Fragmento de lectura.
A principios se trasladó la costumbre de la metrópolis de enterrar los cadáveres en las iglesias, disponiendo la manera en que debían ser ubicados los mismos dentro del templo así como el precio de cada una de las sepulturas de acuerdo con el rango social y económico del fallecido. Ejemplos de este tipo de inhumación pueden ser apreciados en la Catedral de La Habana y en la Iglesia del Espíritu Santo. Posteriormente se creó el Cementerio General de La Habana, una obra pública de gran utilidad, por el ilustrísimo obispo Juan José Díaz de Espada y Fernández de Landa, bajo el auspicio del Gobernador, el Ayuntamiento y la Santa Iglesia Catedral, quedando inaugurado dicho campo santo el 2 de febrero de 1806, “…a una milla al Oeste de la Ciudad a inmediaciones de la costa de San Lázaro lugar en el que la muerte, ponía en un mismo rango a mendigos y emperadores.
Asimismo, han existido –algunos todavía existen– otros cementerios en extramuros de La Habana como el del Cerro (actuales calles Pizarro y Cortés); el de los ingleses (en el Vedado); el de los Molinos (en la estancia de Aróstegui, hoy Quinta de los Molinos); el de Atarés (en la falda del Castillo); el Bautista llamado también de Los Protestantes (cercano al Cementerio Colón), el de los Chinos (Calle 26) y en un caserío que comenzó su paulatino asentamiento a finales del siglo xvii, el Cementerio de Jesús del Monte, en el actual Municipio 10 de Octubre. Este cementerio, ubicado en los alrededores de la iglesia de igual nombre, nos refiere en su archivo parroquial que el primer entierro data del 26 de noviembre de 1693 y corresponde a María, arará, esclava de Juan del Pozo.

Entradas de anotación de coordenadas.
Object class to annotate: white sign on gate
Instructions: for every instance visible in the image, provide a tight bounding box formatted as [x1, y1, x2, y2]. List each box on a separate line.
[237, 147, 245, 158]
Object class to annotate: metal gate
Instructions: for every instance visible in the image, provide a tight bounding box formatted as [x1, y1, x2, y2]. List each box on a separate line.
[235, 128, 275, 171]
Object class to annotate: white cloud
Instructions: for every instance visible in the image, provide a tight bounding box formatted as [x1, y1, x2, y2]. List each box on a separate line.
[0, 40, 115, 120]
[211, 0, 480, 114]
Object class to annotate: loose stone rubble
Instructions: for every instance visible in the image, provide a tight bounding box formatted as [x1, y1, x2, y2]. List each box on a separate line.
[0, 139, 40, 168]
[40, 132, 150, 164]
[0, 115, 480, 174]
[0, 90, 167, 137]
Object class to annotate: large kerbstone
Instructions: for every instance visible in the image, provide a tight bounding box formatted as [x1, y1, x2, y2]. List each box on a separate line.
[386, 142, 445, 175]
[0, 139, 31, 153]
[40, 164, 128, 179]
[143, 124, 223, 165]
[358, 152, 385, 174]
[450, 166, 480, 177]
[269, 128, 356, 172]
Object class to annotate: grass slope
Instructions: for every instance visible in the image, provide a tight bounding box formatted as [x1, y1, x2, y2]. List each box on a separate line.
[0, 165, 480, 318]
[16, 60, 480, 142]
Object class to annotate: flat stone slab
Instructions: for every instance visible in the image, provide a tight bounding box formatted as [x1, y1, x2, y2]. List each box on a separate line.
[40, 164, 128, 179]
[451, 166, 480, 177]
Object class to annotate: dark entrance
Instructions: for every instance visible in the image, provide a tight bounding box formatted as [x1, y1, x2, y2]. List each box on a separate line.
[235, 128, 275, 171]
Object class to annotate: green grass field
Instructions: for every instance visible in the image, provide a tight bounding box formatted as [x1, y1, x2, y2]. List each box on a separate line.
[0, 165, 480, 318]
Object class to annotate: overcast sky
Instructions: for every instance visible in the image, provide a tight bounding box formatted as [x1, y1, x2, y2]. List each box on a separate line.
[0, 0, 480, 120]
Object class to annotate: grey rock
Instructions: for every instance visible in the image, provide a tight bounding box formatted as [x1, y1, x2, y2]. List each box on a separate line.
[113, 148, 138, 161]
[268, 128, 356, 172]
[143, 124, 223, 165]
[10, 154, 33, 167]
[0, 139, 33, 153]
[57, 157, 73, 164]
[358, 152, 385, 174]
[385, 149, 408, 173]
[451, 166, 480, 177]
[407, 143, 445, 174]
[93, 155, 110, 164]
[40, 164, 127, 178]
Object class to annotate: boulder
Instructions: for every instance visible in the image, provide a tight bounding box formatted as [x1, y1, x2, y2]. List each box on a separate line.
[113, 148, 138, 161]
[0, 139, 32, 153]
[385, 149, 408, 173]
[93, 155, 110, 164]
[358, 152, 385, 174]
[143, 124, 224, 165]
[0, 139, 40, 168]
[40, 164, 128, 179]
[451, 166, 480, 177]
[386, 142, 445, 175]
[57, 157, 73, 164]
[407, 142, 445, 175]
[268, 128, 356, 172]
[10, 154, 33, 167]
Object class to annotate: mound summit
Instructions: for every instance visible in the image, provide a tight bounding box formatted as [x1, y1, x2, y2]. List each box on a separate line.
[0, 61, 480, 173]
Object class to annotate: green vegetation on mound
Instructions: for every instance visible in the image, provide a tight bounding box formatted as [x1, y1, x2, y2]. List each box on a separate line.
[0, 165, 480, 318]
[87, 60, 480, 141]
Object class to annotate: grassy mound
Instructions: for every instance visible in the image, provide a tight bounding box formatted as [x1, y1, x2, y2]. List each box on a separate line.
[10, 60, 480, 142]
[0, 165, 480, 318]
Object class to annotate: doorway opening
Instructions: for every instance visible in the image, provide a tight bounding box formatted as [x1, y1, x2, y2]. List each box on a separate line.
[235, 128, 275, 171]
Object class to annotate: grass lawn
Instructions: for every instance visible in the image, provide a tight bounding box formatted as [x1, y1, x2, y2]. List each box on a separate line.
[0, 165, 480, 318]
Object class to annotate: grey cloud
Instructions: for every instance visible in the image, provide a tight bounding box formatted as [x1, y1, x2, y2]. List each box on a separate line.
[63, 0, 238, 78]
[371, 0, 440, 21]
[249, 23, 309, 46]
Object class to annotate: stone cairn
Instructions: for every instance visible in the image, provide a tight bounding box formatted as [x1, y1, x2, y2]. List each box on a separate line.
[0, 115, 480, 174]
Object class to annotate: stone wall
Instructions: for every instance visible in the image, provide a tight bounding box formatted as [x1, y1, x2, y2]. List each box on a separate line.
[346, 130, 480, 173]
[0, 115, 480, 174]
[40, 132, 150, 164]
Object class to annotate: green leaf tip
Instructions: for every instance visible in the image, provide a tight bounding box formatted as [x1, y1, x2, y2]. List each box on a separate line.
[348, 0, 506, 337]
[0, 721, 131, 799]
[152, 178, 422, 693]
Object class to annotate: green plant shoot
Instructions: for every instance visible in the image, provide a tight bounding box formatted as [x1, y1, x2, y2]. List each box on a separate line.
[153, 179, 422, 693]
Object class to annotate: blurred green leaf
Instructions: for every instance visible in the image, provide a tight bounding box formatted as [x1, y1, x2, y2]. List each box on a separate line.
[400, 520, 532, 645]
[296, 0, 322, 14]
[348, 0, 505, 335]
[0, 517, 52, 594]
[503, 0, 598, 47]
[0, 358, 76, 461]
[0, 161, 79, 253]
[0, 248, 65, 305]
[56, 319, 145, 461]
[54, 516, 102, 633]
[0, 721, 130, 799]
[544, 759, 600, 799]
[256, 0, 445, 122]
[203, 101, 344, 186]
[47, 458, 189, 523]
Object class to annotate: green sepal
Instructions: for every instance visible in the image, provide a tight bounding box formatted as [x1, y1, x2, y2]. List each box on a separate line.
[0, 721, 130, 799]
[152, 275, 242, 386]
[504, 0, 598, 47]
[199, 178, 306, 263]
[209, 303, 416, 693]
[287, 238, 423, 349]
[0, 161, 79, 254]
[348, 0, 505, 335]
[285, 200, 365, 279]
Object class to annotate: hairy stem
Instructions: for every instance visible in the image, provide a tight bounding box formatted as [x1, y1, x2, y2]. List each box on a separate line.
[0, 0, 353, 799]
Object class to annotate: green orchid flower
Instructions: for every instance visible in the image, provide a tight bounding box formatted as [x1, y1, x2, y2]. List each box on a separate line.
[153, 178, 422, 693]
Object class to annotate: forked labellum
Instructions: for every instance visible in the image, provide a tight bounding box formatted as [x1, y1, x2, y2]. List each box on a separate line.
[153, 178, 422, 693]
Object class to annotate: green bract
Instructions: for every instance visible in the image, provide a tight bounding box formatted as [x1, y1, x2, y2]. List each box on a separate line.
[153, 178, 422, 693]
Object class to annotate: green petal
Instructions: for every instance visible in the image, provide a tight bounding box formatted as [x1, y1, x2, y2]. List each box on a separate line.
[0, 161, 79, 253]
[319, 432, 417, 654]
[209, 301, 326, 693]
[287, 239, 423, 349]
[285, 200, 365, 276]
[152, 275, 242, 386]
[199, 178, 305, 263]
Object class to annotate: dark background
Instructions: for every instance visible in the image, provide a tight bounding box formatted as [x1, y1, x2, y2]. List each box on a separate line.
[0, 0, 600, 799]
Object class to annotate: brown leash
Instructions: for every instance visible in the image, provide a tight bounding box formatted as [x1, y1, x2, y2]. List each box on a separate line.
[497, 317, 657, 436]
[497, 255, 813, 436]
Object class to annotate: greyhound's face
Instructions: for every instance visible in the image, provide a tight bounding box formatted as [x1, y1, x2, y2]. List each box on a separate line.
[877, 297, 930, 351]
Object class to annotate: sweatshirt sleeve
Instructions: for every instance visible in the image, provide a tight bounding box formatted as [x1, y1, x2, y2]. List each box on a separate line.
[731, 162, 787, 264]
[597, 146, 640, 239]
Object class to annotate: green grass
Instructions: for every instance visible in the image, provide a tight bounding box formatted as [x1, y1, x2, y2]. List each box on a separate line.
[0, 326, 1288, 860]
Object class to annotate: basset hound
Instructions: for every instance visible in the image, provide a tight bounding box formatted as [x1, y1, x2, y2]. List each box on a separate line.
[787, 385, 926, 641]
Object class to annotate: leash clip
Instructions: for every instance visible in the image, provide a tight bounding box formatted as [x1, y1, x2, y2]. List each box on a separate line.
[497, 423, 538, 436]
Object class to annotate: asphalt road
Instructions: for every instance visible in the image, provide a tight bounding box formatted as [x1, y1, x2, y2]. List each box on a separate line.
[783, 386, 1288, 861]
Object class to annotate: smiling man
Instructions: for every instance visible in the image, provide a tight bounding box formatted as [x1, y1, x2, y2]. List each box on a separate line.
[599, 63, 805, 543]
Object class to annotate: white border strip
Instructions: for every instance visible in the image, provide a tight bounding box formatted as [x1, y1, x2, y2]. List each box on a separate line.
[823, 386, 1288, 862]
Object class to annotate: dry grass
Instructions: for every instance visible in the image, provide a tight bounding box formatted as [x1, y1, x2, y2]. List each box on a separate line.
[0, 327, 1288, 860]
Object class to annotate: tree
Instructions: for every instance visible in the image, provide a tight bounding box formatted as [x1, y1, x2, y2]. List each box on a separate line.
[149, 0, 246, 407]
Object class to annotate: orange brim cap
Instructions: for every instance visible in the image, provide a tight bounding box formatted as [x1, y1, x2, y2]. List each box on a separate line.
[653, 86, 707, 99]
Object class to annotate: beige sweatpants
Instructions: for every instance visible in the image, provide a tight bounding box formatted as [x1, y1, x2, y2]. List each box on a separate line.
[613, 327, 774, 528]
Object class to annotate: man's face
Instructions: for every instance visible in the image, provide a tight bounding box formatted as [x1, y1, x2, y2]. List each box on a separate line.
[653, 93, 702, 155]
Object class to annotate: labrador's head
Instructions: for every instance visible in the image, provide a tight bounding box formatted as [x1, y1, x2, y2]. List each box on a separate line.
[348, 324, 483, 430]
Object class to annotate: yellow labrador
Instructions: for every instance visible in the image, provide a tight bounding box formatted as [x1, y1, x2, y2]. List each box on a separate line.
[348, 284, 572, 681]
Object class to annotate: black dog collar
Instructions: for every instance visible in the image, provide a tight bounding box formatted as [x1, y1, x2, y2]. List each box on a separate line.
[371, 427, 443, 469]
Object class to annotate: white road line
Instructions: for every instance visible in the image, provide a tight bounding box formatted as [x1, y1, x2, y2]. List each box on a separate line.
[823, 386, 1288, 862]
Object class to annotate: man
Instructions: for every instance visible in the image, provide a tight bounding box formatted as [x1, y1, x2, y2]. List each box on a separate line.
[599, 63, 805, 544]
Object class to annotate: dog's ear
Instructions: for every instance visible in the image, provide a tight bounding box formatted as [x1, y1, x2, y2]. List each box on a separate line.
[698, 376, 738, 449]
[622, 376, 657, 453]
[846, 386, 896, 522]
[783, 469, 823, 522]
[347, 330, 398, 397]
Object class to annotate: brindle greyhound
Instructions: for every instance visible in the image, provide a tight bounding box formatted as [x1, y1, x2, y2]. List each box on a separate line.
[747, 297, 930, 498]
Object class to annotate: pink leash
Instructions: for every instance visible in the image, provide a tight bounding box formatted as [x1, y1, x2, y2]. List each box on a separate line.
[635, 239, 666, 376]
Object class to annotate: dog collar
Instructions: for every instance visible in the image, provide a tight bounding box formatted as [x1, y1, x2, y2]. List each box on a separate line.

Instrucciones.
a) ¿Concuerdan con el fragmento sobre los cementerios de La Habana estas afirmaciones? (i) El Cementerio General de La Habana se inauguró el 2 de febrero de 1806. (ii) El cementerio de los Chinos estaba en el Vedado. (iii) El primer entierro del Cementerio de Jesús del Monte data de 1693. Contesta sí o no a cada una y cita literalmente las palabras del fragmento que lo deciden.
b) ¿Puedes retomar el fragmento sobre los cementerios de La Habana justo después de su última oración y continuarlo?
Las líneas son un material independiente del fragmento.

Resultados.
a)
(i) Sí: "quedando inaugurado dicho campo santo el 2 de febrero de 1806".
(ii) No: "el de los Chinos (Calle 26)"; el del Vedado es otro: "el de los ingleses (en el Vedado)".
(iii) Sí: "el primer entierro data del 26 de noviembre de 1693".

b)
Con el tiempo este cementerio resultó pequeño por el creciente aumento de la población y el deterioro ocasionado a los muros del mismo por las continuas inhumaciones, así como por lo distante que resultaba el Cementerio General de esta ciudad a lo que se sumó el inconveniente del huracán de 1846, el cual ocasionó numerosas pérdidas, dañando también a su paso el “cementerio de madera”, localizado en la falda de la loma y donde se enterraban los esclavos de las fincas.
Esta situación conllevó a que la población del lugar solicitara la ampliación o creación de un nuevo cementerio, el cual se llevó a cabo el 31 de enero de 1848 a cargo del maestro de albañilería Félix Cisneros, en el terreno que es parte de la meseta de la loma, cuya formación calcárea tiene la propiedad de consumir los cadáveres en un período menor de un año, recomendando al cura de la parroquia “…que las fosas tengan la profundidad conveniente a fin de que entre el cadáver y la superficie del terreno haya lo menos cinco pies de tierra bien comprimida, guardando entre fosa y fosa una distancia de más de cuatro varas.”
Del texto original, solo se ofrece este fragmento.